Premesso che tutti i membri della seconda Camera derivano la loro nomina da una elezione di secondo grado, nota che per ragioni di euritmia l’organo più adatto per l’investitura dovrebbe essere la prima Camera, che trae origine dal suffragio diretto. Tuttavia, riconoscendo il peso degli argomenti dell’onorevole Einaudi, suggerisce di attribuire la nomina all’Assemblea nazionale, cioè alle due Camere riunite, senza preoccuparsi dell’ingerenza dell’una nella composizione dell’altra.

Infine, per garantire la rappresentanza delle minoranze, consiglia di ricorrere al noto sistema di votare col criterio maggioritario soltanto per i tre quarti dei seggi da ricoprire.

MANNIRONI non ritiene che gli argomenti dell’onorevole Fabbri siano tali da demolire le obiezioni degli onorevoli Mortati e Lussu. Giova tener presente che nella creazione della seconda Camera si è partiti dal presupposto che essa debba essere l’espressione genuina delle forze della regione ed a questo fine si è escogitato un meccanismo che garantisce a tutte le regioni, anche se piccole e poco popolate, una adeguata rappresentanza. Ora questo equilibrio non va turbato, né va complicato e reso più difficilmente comprensibile agli elettori un sistema che è già abbastanza complesso. Ché, se si dovesse arrivare ad una elezione di terzo grado, verrebbe sempre più a perdersi la genuinità dell’espressione popolare.

FUSCHINI pone in evidenza che per la seconda Camera si è escogitato un sistema di elezione di secondo grado e dello stesso tipo sarebbe anche la elezione da parte della Camera dei Deputati. Propone quindi che, per non turbare la base regionale, si faccia corrispondere il numero dei senatori da eleggersi in questa guisa a quello delle regioni, in modo che se ne possa nominare uno per ogni regione, oppure – se non se ne vuole aumentare il numero – uno per ogni gruppo di regioni. Così sarebbe salva l’euritmia e non si verrebbe a turbare il sistema elettorale, né si contrasterebbe al criterio regionale.

Righe del dataset

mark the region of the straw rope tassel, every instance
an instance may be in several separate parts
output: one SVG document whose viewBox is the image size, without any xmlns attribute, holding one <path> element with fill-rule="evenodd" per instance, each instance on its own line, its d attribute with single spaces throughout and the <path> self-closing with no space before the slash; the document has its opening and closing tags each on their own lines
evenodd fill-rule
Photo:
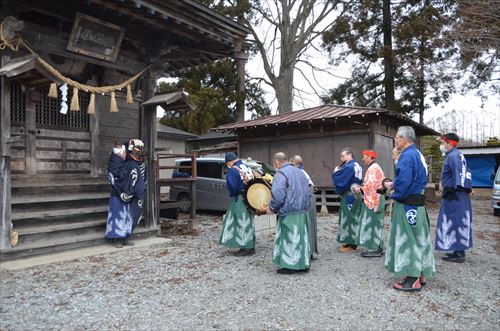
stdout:
<svg viewBox="0 0 500 331">
<path fill-rule="evenodd" d="M 71 98 L 71 106 L 69 107 L 69 110 L 80 110 L 80 102 L 78 101 L 78 89 L 76 87 L 73 87 L 73 97 Z"/>
<path fill-rule="evenodd" d="M 57 85 L 56 83 L 50 84 L 49 88 L 49 94 L 47 94 L 49 98 L 56 98 L 57 99 Z"/>
<path fill-rule="evenodd" d="M 127 103 L 134 103 L 134 98 L 132 97 L 132 88 L 127 85 Z"/>
<path fill-rule="evenodd" d="M 116 104 L 115 92 L 111 92 L 111 105 L 109 111 L 112 113 L 118 112 L 118 105 Z"/>
<path fill-rule="evenodd" d="M 90 94 L 89 106 L 87 108 L 87 114 L 95 114 L 95 94 Z"/>
</svg>

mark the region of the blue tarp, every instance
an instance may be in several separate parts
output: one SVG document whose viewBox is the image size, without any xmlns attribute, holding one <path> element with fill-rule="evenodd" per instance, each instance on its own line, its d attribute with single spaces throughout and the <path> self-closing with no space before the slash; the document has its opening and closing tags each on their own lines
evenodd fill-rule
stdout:
<svg viewBox="0 0 500 331">
<path fill-rule="evenodd" d="M 465 155 L 472 173 L 472 187 L 493 187 L 496 161 L 494 155 Z"/>
</svg>

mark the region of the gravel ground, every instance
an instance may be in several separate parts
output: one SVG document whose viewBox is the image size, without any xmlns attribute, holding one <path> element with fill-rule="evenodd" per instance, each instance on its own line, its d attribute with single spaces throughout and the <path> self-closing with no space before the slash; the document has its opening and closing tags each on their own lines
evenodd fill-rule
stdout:
<svg viewBox="0 0 500 331">
<path fill-rule="evenodd" d="M 465 264 L 436 253 L 420 293 L 393 290 L 383 258 L 339 253 L 336 215 L 318 218 L 319 258 L 296 275 L 276 274 L 272 236 L 237 257 L 217 244 L 221 217 L 201 215 L 196 236 L 2 271 L 0 329 L 499 330 L 500 218 L 473 206 L 473 251 Z"/>
</svg>

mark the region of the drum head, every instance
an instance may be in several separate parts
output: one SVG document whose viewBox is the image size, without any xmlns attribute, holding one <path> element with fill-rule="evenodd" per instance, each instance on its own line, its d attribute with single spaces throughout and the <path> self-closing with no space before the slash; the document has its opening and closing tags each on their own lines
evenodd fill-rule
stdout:
<svg viewBox="0 0 500 331">
<path fill-rule="evenodd" d="M 263 179 L 255 178 L 247 184 L 243 197 L 248 209 L 255 213 L 271 202 L 271 189 Z"/>
</svg>

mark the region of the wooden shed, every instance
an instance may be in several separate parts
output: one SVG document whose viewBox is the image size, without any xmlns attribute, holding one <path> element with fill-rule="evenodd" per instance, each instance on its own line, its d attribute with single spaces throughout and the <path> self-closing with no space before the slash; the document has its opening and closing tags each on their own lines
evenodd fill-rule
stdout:
<svg viewBox="0 0 500 331">
<path fill-rule="evenodd" d="M 315 185 L 331 188 L 331 173 L 340 163 L 340 152 L 351 147 L 361 162 L 361 152 L 374 148 L 377 162 L 388 177 L 394 176 L 391 151 L 402 125 L 414 127 L 418 142 L 434 130 L 386 109 L 323 105 L 287 114 L 221 125 L 212 130 L 238 136 L 240 157 L 270 162 L 277 152 L 299 154 Z"/>
<path fill-rule="evenodd" d="M 115 141 L 131 138 L 145 142 L 150 175 L 137 233 L 155 232 L 156 107 L 142 103 L 160 76 L 227 57 L 243 65 L 249 30 L 194 0 L 6 0 L 0 20 L 0 257 L 103 242 L 107 160 Z M 78 111 L 64 113 L 65 92 L 47 94 L 68 79 L 84 85 Z M 129 81 L 116 99 L 87 91 Z"/>
</svg>

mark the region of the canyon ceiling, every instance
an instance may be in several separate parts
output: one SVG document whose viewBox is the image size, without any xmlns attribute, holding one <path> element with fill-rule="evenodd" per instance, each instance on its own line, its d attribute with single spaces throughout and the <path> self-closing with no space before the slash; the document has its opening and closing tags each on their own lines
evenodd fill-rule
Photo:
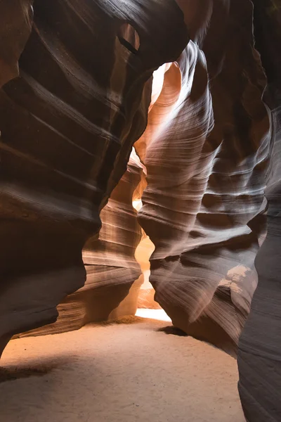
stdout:
<svg viewBox="0 0 281 422">
<path fill-rule="evenodd" d="M 133 314 L 142 241 L 174 325 L 280 421 L 281 1 L 0 0 L 0 354 Z"/>
</svg>

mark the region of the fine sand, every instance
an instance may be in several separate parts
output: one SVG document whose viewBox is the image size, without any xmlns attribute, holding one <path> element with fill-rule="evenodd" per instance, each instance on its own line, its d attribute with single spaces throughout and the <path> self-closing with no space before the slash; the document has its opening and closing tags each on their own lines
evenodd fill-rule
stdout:
<svg viewBox="0 0 281 422">
<path fill-rule="evenodd" d="M 235 360 L 169 321 L 13 340 L 1 365 L 3 422 L 244 422 Z"/>
</svg>

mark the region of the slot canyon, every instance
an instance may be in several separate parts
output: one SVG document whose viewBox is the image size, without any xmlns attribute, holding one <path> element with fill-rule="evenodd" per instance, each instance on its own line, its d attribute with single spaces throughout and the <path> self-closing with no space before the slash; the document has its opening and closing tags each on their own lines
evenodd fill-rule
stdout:
<svg viewBox="0 0 281 422">
<path fill-rule="evenodd" d="M 280 422 L 281 1 L 0 23 L 0 421 Z"/>
</svg>

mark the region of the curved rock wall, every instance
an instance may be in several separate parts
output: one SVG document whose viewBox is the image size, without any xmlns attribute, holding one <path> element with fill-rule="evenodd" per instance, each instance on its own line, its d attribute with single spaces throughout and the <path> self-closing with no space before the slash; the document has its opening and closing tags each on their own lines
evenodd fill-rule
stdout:
<svg viewBox="0 0 281 422">
<path fill-rule="evenodd" d="M 270 116 L 268 234 L 256 257 L 259 284 L 239 344 L 239 390 L 248 422 L 281 420 L 281 2 L 255 0 L 256 48 L 268 77 Z"/>
<path fill-rule="evenodd" d="M 13 65 L 30 3 L 10 2 Z M 0 15 L 1 31 L 10 18 Z M 0 92 L 3 345 L 54 321 L 58 303 L 84 285 L 82 248 L 146 125 L 147 81 L 188 41 L 173 0 L 35 0 L 20 77 Z"/>
</svg>

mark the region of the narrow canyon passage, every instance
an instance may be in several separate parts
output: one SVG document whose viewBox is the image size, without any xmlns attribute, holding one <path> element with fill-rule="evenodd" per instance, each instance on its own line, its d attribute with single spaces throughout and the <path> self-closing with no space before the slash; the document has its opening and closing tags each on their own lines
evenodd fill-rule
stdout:
<svg viewBox="0 0 281 422">
<path fill-rule="evenodd" d="M 169 326 L 129 317 L 11 341 L 2 357 L 1 420 L 244 422 L 236 361 L 167 334 Z"/>
</svg>

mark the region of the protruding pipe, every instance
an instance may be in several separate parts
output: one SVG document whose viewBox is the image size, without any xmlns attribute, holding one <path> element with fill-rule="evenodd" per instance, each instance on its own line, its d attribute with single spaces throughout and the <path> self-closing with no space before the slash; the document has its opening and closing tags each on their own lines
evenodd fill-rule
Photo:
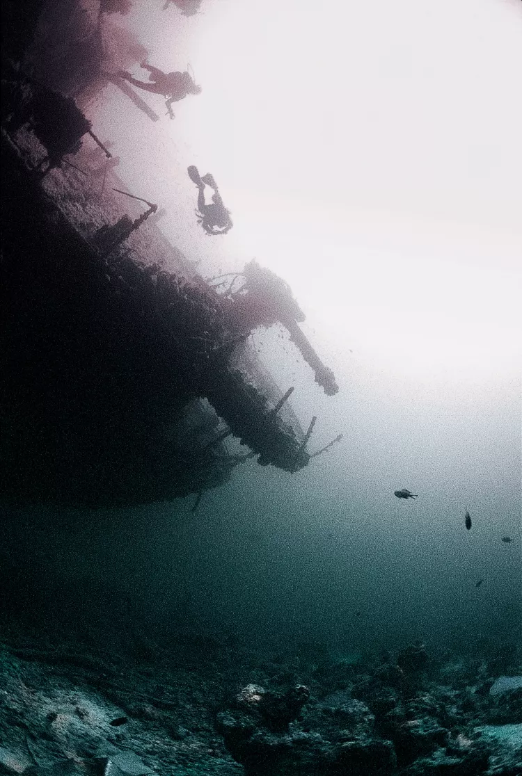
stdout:
<svg viewBox="0 0 522 776">
<path fill-rule="evenodd" d="M 94 142 L 96 143 L 99 146 L 99 147 L 102 149 L 102 151 L 105 152 L 105 155 L 106 156 L 107 159 L 112 159 L 113 154 L 110 153 L 110 151 L 108 151 L 105 147 L 105 146 L 103 145 L 103 144 L 102 143 L 102 141 L 96 137 L 96 136 L 95 135 L 94 132 L 92 132 L 92 130 L 87 130 L 87 134 L 90 135 L 91 137 L 92 138 L 92 140 L 94 140 Z"/>
<path fill-rule="evenodd" d="M 288 389 L 288 390 L 284 394 L 284 396 L 281 397 L 281 398 L 279 400 L 279 401 L 277 402 L 277 404 L 274 407 L 273 410 L 272 410 L 272 414 L 273 414 L 273 415 L 277 415 L 277 413 L 279 412 L 279 411 L 280 410 L 280 408 L 284 404 L 285 401 L 287 401 L 288 399 L 290 399 L 290 397 L 291 397 L 291 396 L 292 395 L 293 393 L 294 393 L 294 386 L 292 386 L 291 388 Z"/>
<path fill-rule="evenodd" d="M 325 393 L 328 396 L 333 396 L 339 390 L 339 386 L 336 383 L 335 375 L 332 369 L 325 366 L 308 338 L 299 328 L 297 321 L 284 318 L 281 323 L 288 330 L 290 338 L 293 342 L 295 342 L 304 361 L 315 372 L 315 382 L 322 386 Z"/>
</svg>

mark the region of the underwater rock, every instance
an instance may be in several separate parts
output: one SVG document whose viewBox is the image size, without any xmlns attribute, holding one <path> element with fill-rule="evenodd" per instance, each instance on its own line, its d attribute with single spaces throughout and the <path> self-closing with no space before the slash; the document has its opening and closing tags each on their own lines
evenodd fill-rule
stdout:
<svg viewBox="0 0 522 776">
<path fill-rule="evenodd" d="M 397 757 L 393 743 L 380 739 L 346 741 L 343 743 L 337 762 L 354 776 L 393 773 Z"/>
<path fill-rule="evenodd" d="M 520 776 L 522 773 L 522 724 L 484 725 L 474 737 L 489 753 L 485 776 Z M 478 771 L 480 772 L 480 771 Z"/>
<path fill-rule="evenodd" d="M 499 695 L 520 688 L 522 688 L 522 677 L 499 677 L 489 688 L 489 695 Z"/>
<path fill-rule="evenodd" d="M 486 715 L 488 722 L 522 723 L 522 688 L 503 692 Z"/>
</svg>

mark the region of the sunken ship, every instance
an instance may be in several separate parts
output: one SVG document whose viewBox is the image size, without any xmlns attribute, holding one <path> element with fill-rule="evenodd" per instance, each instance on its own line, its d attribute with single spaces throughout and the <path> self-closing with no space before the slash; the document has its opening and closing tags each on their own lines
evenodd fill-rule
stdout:
<svg viewBox="0 0 522 776">
<path fill-rule="evenodd" d="M 81 5 L 66 4 L 69 22 Z M 301 428 L 292 387 L 276 383 L 249 338 L 283 324 L 315 380 L 336 392 L 291 289 L 255 261 L 238 284 L 200 275 L 158 228 L 156 203 L 128 214 L 130 193 L 85 117 L 104 83 L 103 22 L 119 4 L 89 4 L 67 39 L 53 26 L 63 3 L 6 8 L 0 499 L 197 499 L 247 459 L 306 466 L 315 418 Z"/>
</svg>

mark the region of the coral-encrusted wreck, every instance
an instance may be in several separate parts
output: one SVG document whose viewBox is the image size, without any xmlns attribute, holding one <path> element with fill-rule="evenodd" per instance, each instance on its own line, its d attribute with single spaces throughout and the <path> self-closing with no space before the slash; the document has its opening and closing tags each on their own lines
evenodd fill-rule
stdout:
<svg viewBox="0 0 522 776">
<path fill-rule="evenodd" d="M 100 192 L 74 101 L 7 58 L 2 97 L 0 498 L 140 504 L 215 487 L 247 457 L 305 466 L 288 392 L 249 341 L 280 322 L 337 390 L 288 286 L 251 262 L 238 291 L 218 293 L 144 223 L 155 205 L 122 214 L 110 170 Z M 231 453 L 231 435 L 249 452 Z"/>
</svg>

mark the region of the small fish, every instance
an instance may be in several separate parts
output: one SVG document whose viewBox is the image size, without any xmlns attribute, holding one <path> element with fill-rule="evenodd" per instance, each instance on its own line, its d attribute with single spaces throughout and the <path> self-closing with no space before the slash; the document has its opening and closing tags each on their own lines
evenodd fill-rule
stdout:
<svg viewBox="0 0 522 776">
<path fill-rule="evenodd" d="M 416 498 L 417 497 L 417 494 L 416 493 L 410 493 L 409 490 L 406 490 L 405 488 L 404 488 L 404 490 L 394 490 L 393 491 L 393 494 L 394 494 L 394 496 L 396 496 L 397 498 Z"/>
</svg>

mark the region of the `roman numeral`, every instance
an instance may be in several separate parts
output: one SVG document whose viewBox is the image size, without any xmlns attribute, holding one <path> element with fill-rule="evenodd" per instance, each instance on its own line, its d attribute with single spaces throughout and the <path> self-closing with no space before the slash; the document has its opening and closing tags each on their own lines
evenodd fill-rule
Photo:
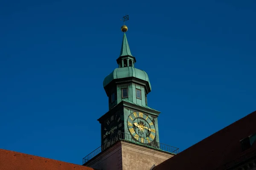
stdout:
<svg viewBox="0 0 256 170">
<path fill-rule="evenodd" d="M 148 142 L 150 143 L 150 141 L 149 140 L 148 138 L 147 138 L 147 140 L 148 140 Z"/>
<path fill-rule="evenodd" d="M 143 113 L 139 112 L 140 117 L 143 117 Z"/>
<path fill-rule="evenodd" d="M 137 116 L 137 113 L 136 113 L 136 112 L 134 112 L 133 113 L 134 113 L 134 115 L 135 117 L 138 117 L 138 116 Z"/>
<path fill-rule="evenodd" d="M 131 119 L 131 120 L 133 120 L 133 119 L 132 119 L 132 118 L 131 117 L 131 116 L 129 116 L 129 117 L 130 118 L 130 119 Z"/>
<path fill-rule="evenodd" d="M 134 132 L 134 130 L 133 129 L 133 128 L 129 128 L 129 130 L 130 130 L 130 132 L 131 132 L 131 134 L 133 134 L 135 133 L 135 132 Z"/>
<path fill-rule="evenodd" d="M 132 124 L 130 122 L 128 122 L 128 126 L 132 126 Z"/>
<path fill-rule="evenodd" d="M 144 138 L 141 138 L 140 139 L 140 142 L 141 142 L 141 143 L 144 143 Z"/>
<path fill-rule="evenodd" d="M 150 135 L 149 135 L 149 137 L 150 137 L 152 139 L 154 139 L 154 136 L 151 133 L 150 134 Z"/>
<path fill-rule="evenodd" d="M 138 135 L 137 134 L 136 134 L 134 136 L 134 138 L 135 138 L 137 140 L 139 139 L 139 135 Z"/>
</svg>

=== Obiettivo 1 ===
Nel dibattito sulla seconda Camera, a quale sistema si consiglia di ricorrere per garantire la rappresentanza delle minoranze?
=== Obiettivo 2 ===
Riprendi il dibattito sulla seconda Camera dal punto in cui si interrompe.

=== Risultato finale 1 ===
Al sistema di votare col criterio maggioritario soltanto per i tre quarti dei seggi da ricoprire.

=== Risultato finale 2 ===
RAVAGNAN dichiara di essere contrario alla proposta Perassi, nella quale ravvisa una forma larvata di designazione dall’alto. Circa l’osservazione dell’onorevole Fabbri, che si tratterebbe di colmare la lacuna di persone che si vogliono mantenere lontane dalla politica, rileva che, ove queste venissero designate, per coerenza dovrebbero subito declinare l’incarico. D’altra parte, la nomina sarebbe preceduta da una discussione, in cui si delineerebbero una maggioranza e una minoranza, col risultato che il prestigio di uomini eminenti sarebbe discusso e svalutato. Comunque, essendo contrario in linea di principio alla elezione di secondo grado, non può essere favorevole al sistema proposto.

ROSSI PAOLO è contrario, anche per il fatto che potrebbero essere ammessi nella seconda Camera candidati battuti nelle elezioni; il che sarebbe in contrasto col principio del suffragio universale.

AMBROSINI osserva che non vi sarebbe contrasto col principio del suffragio universale. La sorte delle elezioni può essere non favorevole ad uomini pur degnissimi; né è pericoloso che questi siano ripresi in considerazione dalla Camera. D’altronde il numero limitato di senatori da eleggersi da parte della Camera esclude ogni turbamento della composizione politica della seconda Camera.

ZUCCARINI si associa all’onorevole Mortati e ribadisce che il carattere di rappresentanza regionale non deve essere turbato in alcun modo.

PRESIDENTE aderisce a tutte le considerazioni dell’onorevole Mortati. Quanto alle persone che non partecipano non solo alla lotta politica ma neanche alla vita collettiva, e che non sentono il bisogno di interessarsi né di beneficenza e assistenza, né della vita comunale, né dei problemi del lavoro, non vede a qual titolo esse potrebbero far pesare il loro pensiero o la loro volontà in una decisione di carattere politico.

A suo avviso, l’unica considerazione degna di rilievo è quella dell’onorevole Perassi: tuttavia il problema degli italiani all’estero va considerato da un altro punto di vista; bisogna, cioè, che lo Stato italiano sia messo in condizione di proteggerli ed aiutarli nel miglior modo; si deve creare una conoscenza della loro vita e dei loro problemi ed, allo scopo, si potrebbe, ad esempio, creare presso il Ministero degli esteri un organo – del genere di quei Consigli superiori che spesso fiancheggiano l’Amministrazione statale – eletto dalle stesse colonie italiane all’estero e che assumesse la rappresentanza dei loro interessi. A parte ciò, non v’è motivo perché persone che si sono legate agli interessi concreti di altri Paesi conservino il diritto di influire sulla vita pubblica italiana dalla quale si sono estraniate.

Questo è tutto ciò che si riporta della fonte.